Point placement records
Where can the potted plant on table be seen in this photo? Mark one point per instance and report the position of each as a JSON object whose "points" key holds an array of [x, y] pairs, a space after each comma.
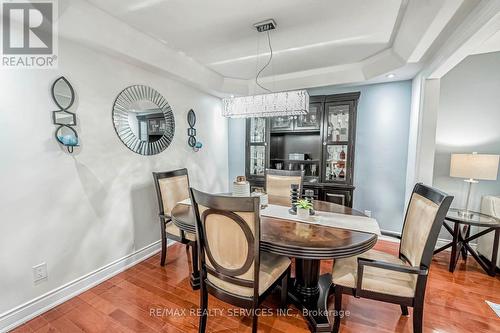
{"points": [[303, 208]]}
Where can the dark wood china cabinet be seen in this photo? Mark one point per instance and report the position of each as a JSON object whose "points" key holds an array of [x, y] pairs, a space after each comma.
{"points": [[321, 143]]}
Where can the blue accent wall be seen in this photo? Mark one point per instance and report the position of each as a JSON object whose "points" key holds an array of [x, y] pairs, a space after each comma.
{"points": [[383, 122]]}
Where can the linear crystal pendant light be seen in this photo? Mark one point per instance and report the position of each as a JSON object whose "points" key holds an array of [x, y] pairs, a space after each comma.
{"points": [[285, 103]]}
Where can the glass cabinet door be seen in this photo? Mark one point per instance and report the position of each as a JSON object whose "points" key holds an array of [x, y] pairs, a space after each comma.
{"points": [[282, 123], [337, 122], [257, 147], [336, 163], [257, 160], [257, 130], [337, 142], [310, 121]]}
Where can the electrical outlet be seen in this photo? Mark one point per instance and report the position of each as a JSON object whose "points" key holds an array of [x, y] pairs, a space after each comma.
{"points": [[39, 272]]}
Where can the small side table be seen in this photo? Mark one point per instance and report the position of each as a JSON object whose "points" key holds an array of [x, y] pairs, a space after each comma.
{"points": [[461, 238]]}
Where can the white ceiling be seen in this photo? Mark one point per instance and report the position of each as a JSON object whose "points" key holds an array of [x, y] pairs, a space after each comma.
{"points": [[317, 42], [220, 34]]}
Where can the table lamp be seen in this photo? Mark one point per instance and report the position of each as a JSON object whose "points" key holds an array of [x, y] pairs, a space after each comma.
{"points": [[473, 167]]}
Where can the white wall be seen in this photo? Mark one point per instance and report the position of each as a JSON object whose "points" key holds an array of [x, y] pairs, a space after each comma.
{"points": [[468, 120], [80, 212]]}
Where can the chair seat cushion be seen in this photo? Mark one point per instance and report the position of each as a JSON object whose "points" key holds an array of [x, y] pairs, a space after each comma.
{"points": [[374, 279], [172, 229], [271, 268]]}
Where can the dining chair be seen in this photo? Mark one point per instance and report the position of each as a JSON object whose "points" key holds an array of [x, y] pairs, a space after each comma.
{"points": [[402, 279], [278, 181], [172, 187], [232, 267]]}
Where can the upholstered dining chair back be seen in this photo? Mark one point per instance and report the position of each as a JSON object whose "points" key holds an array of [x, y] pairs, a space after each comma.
{"points": [[278, 181], [228, 237], [424, 217], [171, 187]]}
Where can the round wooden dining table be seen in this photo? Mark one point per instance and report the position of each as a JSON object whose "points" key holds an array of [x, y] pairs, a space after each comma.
{"points": [[306, 242]]}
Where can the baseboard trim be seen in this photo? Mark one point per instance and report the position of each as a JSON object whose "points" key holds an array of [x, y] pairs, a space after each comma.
{"points": [[29, 310]]}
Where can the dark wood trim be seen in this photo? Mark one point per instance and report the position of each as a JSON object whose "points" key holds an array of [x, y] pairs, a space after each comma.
{"points": [[286, 173], [323, 188], [220, 271], [421, 270]]}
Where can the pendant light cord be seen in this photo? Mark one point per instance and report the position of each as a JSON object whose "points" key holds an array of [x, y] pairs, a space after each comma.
{"points": [[267, 64]]}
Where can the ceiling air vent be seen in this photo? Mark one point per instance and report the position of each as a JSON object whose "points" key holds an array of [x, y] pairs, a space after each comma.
{"points": [[265, 25]]}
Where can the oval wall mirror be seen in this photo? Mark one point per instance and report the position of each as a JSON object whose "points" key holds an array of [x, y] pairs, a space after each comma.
{"points": [[143, 120]]}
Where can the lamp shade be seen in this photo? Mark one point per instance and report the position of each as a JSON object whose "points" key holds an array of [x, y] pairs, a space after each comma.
{"points": [[474, 166]]}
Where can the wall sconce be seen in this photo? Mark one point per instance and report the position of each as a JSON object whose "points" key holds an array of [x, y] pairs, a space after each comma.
{"points": [[196, 145], [64, 96]]}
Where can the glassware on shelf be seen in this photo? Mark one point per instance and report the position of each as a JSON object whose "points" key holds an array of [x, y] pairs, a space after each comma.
{"points": [[338, 123]]}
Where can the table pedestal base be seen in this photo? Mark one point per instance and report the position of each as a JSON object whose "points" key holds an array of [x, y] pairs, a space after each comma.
{"points": [[309, 293], [460, 246]]}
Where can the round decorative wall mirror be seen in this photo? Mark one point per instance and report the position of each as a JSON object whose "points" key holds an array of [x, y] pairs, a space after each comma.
{"points": [[143, 120]]}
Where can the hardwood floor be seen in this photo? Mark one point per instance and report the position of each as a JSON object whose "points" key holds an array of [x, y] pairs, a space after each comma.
{"points": [[137, 301]]}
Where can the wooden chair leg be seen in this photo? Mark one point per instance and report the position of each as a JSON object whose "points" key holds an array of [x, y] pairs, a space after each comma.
{"points": [[254, 321], [338, 308], [418, 315], [163, 243], [204, 309], [284, 290], [404, 310]]}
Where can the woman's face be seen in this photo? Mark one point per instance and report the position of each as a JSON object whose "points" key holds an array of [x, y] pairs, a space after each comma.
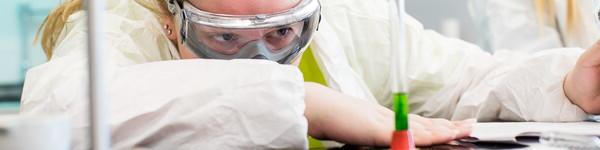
{"points": [[235, 7]]}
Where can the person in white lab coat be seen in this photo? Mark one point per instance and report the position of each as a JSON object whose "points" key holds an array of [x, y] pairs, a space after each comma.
{"points": [[534, 25], [213, 104], [448, 78]]}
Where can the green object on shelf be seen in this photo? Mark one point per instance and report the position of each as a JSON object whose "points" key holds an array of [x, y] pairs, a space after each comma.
{"points": [[312, 73], [401, 111]]}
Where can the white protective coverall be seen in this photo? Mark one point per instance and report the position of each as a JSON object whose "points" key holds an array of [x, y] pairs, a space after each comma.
{"points": [[449, 78], [207, 104], [514, 25], [181, 104]]}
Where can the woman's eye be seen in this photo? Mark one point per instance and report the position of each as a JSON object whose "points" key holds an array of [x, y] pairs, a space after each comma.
{"points": [[226, 37], [283, 32]]}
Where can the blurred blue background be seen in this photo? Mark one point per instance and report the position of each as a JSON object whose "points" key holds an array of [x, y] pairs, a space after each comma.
{"points": [[22, 19]]}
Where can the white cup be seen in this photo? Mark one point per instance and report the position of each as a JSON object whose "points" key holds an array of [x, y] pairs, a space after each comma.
{"points": [[25, 132]]}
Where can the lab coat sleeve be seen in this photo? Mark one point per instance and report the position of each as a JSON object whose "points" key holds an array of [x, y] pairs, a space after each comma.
{"points": [[514, 26], [196, 104], [183, 104], [450, 78], [208, 105], [458, 80]]}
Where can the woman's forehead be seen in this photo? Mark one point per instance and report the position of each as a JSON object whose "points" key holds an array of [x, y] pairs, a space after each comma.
{"points": [[244, 7]]}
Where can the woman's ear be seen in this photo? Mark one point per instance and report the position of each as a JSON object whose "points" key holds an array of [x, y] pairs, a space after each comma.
{"points": [[169, 27]]}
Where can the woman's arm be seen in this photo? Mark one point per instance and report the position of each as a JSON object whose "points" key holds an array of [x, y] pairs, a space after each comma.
{"points": [[332, 115]]}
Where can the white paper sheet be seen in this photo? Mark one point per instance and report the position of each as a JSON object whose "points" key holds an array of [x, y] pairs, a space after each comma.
{"points": [[508, 131]]}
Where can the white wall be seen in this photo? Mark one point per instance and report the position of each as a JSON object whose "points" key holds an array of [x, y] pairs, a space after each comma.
{"points": [[433, 13]]}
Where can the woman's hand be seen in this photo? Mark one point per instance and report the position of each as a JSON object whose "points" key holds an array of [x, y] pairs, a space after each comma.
{"points": [[582, 84], [335, 116], [427, 131]]}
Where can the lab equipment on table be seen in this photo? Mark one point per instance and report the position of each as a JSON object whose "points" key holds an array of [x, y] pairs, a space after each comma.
{"points": [[570, 141], [401, 138]]}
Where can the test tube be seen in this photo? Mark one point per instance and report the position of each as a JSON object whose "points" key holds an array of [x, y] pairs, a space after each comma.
{"points": [[401, 138]]}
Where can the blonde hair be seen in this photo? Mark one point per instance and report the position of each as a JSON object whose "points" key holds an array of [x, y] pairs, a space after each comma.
{"points": [[546, 15], [54, 23], [51, 28]]}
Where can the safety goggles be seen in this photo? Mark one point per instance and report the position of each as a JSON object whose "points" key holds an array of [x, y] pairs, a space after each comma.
{"points": [[279, 37]]}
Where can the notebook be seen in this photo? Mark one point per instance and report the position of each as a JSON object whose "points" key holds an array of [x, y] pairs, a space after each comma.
{"points": [[510, 131]]}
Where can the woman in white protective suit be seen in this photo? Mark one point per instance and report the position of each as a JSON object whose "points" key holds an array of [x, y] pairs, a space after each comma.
{"points": [[158, 104], [210, 103], [534, 25]]}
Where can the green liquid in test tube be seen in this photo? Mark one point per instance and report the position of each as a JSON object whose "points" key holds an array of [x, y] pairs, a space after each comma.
{"points": [[401, 111], [401, 138]]}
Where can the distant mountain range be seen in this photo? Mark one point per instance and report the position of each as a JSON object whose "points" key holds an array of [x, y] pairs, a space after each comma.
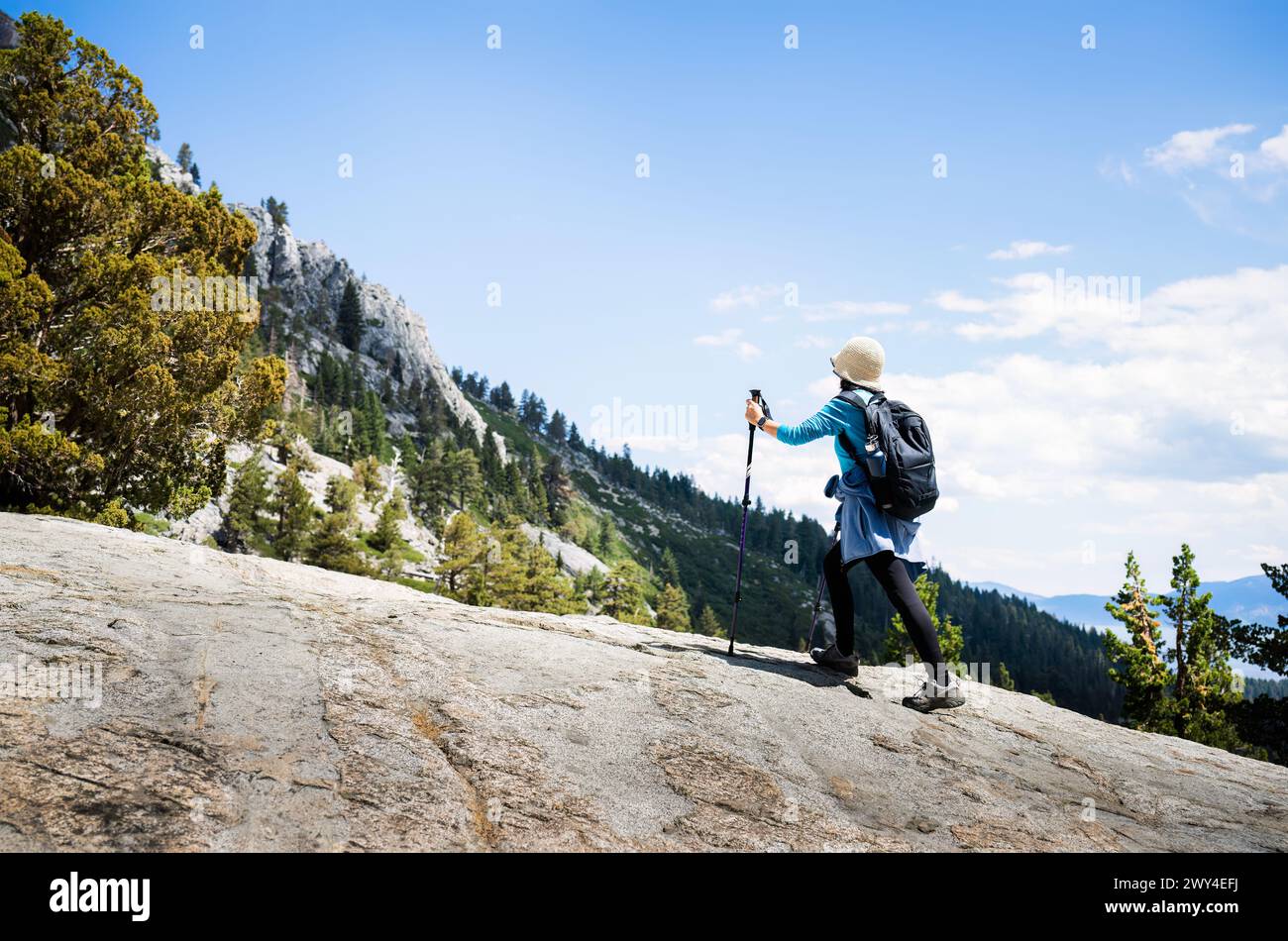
{"points": [[1249, 598]]}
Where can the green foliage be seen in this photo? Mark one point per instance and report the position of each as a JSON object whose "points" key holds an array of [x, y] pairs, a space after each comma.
{"points": [[463, 559], [334, 547], [349, 321], [900, 645], [275, 210], [387, 534], [342, 495], [709, 624], [292, 508], [1137, 662], [622, 593], [244, 524], [673, 609], [366, 477], [1205, 682], [110, 391]]}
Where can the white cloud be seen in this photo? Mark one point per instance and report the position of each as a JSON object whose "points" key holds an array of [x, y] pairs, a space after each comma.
{"points": [[1275, 150], [1026, 250], [745, 297], [842, 310], [1164, 429], [1077, 306], [957, 303], [1117, 170], [1186, 150], [730, 338]]}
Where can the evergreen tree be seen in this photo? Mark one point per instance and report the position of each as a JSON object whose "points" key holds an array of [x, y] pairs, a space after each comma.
{"points": [[898, 644], [464, 479], [112, 393], [429, 484], [294, 511], [464, 550], [558, 428], [604, 542], [1205, 683], [528, 578], [349, 322], [501, 398], [673, 609], [622, 595], [1138, 662], [333, 546], [246, 501], [558, 490], [670, 571], [366, 476], [275, 210], [708, 623], [387, 534], [1266, 647], [342, 495]]}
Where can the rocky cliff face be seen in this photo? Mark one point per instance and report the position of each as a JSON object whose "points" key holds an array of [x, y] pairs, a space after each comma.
{"points": [[308, 279], [254, 704]]}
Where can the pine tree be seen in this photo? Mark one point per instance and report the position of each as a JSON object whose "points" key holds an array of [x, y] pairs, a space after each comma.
{"points": [[558, 428], [670, 572], [292, 506], [501, 398], [622, 595], [464, 549], [366, 475], [464, 477], [708, 623], [333, 546], [1205, 683], [673, 609], [1138, 662], [112, 391], [387, 534], [342, 495], [349, 322], [246, 501], [528, 578], [898, 645]]}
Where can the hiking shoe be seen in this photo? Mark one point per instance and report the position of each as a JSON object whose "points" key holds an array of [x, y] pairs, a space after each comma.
{"points": [[935, 696], [835, 660]]}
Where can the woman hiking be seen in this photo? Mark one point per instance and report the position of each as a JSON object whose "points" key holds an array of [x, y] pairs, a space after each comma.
{"points": [[868, 533]]}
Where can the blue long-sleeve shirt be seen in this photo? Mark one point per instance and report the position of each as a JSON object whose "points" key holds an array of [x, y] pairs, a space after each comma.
{"points": [[866, 529], [833, 419]]}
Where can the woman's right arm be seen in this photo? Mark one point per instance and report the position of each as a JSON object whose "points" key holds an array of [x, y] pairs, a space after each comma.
{"points": [[828, 420]]}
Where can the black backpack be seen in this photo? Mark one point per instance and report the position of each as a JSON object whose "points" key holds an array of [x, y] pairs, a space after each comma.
{"points": [[907, 489]]}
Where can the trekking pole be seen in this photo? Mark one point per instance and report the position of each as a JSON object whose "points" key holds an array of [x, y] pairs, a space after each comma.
{"points": [[828, 490], [746, 506], [818, 595]]}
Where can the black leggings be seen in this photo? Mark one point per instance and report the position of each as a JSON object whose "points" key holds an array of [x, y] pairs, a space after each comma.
{"points": [[893, 575]]}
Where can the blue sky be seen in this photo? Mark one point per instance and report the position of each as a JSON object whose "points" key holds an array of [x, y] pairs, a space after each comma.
{"points": [[1068, 432]]}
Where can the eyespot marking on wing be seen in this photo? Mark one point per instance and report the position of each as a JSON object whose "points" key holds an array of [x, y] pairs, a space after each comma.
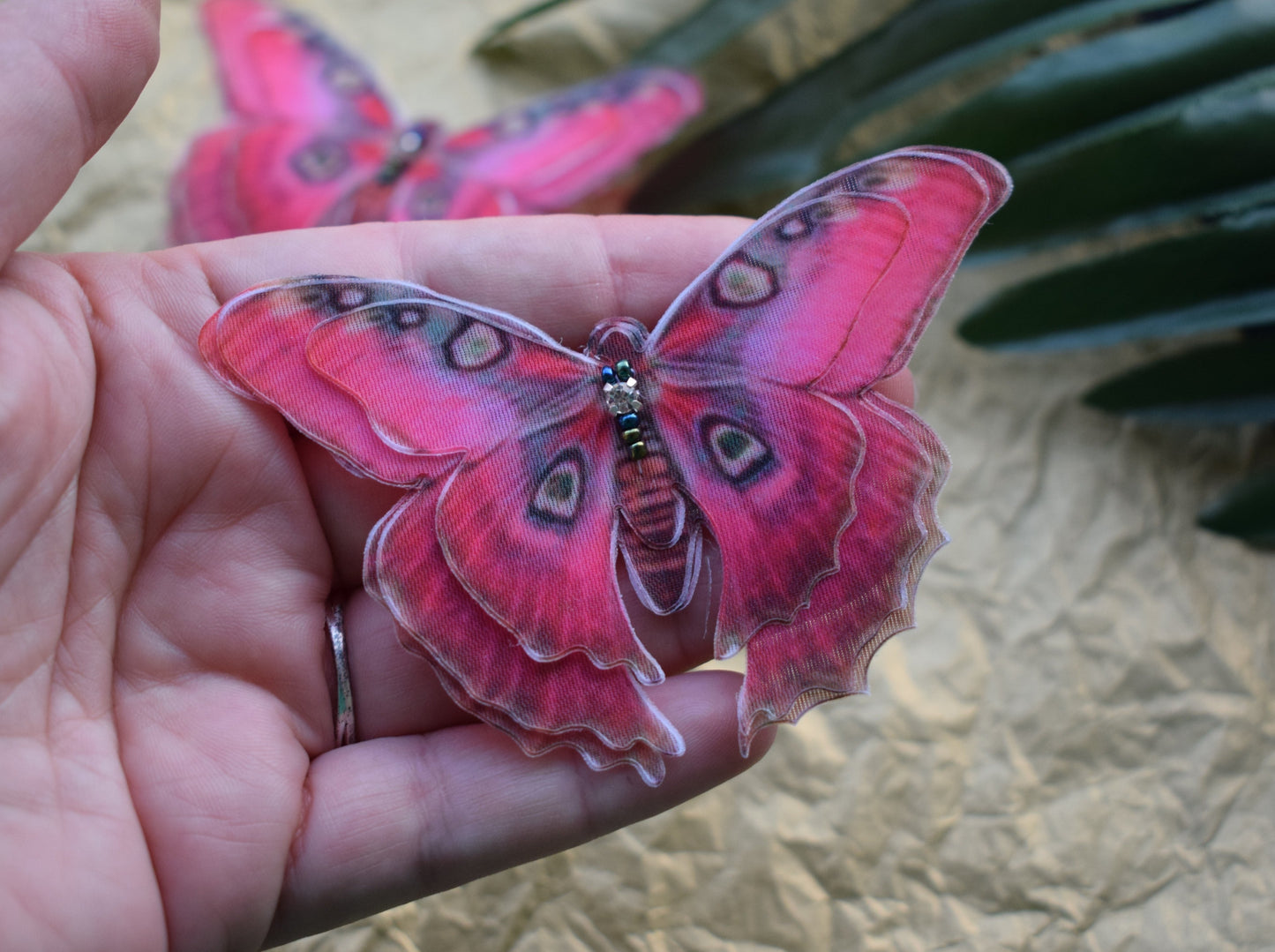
{"points": [[737, 454], [889, 175], [351, 296], [744, 281], [559, 491], [320, 160], [476, 346]]}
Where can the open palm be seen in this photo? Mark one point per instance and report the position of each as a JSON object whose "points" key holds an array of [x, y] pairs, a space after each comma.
{"points": [[166, 550]]}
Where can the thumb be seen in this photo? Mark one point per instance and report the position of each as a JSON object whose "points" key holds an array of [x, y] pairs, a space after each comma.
{"points": [[71, 71]]}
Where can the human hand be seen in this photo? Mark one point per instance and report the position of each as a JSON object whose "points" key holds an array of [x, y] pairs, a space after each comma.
{"points": [[166, 550]]}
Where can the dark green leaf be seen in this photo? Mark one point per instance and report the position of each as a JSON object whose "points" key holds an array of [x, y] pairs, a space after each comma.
{"points": [[1247, 511], [495, 37], [1218, 280], [1118, 73], [1222, 384], [792, 137], [1166, 161], [705, 32]]}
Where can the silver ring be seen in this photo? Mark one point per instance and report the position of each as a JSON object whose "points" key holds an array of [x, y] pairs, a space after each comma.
{"points": [[335, 624]]}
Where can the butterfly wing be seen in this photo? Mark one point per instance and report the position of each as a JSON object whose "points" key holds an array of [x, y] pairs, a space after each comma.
{"points": [[255, 344], [827, 650], [535, 498], [275, 65], [309, 128], [825, 296], [553, 152], [602, 713], [257, 177]]}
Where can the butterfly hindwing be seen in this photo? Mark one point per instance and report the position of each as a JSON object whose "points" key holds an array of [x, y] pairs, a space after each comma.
{"points": [[566, 699], [535, 498], [257, 344], [822, 297], [825, 651], [770, 467]]}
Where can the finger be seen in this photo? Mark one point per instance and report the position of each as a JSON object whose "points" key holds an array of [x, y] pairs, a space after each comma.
{"points": [[71, 71], [398, 819], [562, 273]]}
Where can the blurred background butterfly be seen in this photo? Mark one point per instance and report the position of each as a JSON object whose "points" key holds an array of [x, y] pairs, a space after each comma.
{"points": [[312, 140]]}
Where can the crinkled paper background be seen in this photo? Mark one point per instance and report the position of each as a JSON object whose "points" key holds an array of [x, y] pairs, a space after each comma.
{"points": [[1074, 751]]}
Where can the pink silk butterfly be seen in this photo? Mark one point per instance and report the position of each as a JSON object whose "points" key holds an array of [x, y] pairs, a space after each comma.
{"points": [[312, 140], [745, 418]]}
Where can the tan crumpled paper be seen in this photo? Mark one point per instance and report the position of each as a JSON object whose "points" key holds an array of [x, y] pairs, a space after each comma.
{"points": [[1074, 751]]}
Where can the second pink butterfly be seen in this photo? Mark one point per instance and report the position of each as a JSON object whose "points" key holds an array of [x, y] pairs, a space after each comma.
{"points": [[312, 142]]}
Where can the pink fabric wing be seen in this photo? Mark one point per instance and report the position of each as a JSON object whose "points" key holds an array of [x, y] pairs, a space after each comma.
{"points": [[269, 176], [825, 651], [277, 65], [255, 343], [535, 498], [553, 152], [567, 700], [771, 468], [949, 195]]}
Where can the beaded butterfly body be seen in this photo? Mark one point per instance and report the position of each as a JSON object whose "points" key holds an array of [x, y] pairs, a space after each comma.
{"points": [[312, 140], [746, 418]]}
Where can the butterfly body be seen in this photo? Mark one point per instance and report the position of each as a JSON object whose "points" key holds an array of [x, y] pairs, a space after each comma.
{"points": [[762, 439], [314, 142]]}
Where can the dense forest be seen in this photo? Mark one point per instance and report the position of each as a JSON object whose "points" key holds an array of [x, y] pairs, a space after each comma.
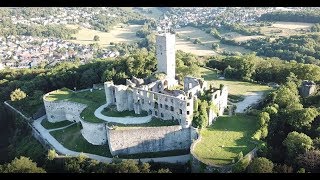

Objective: Count the rows above in which the string "oval" appears, and give only that number.

Completed exercise: 1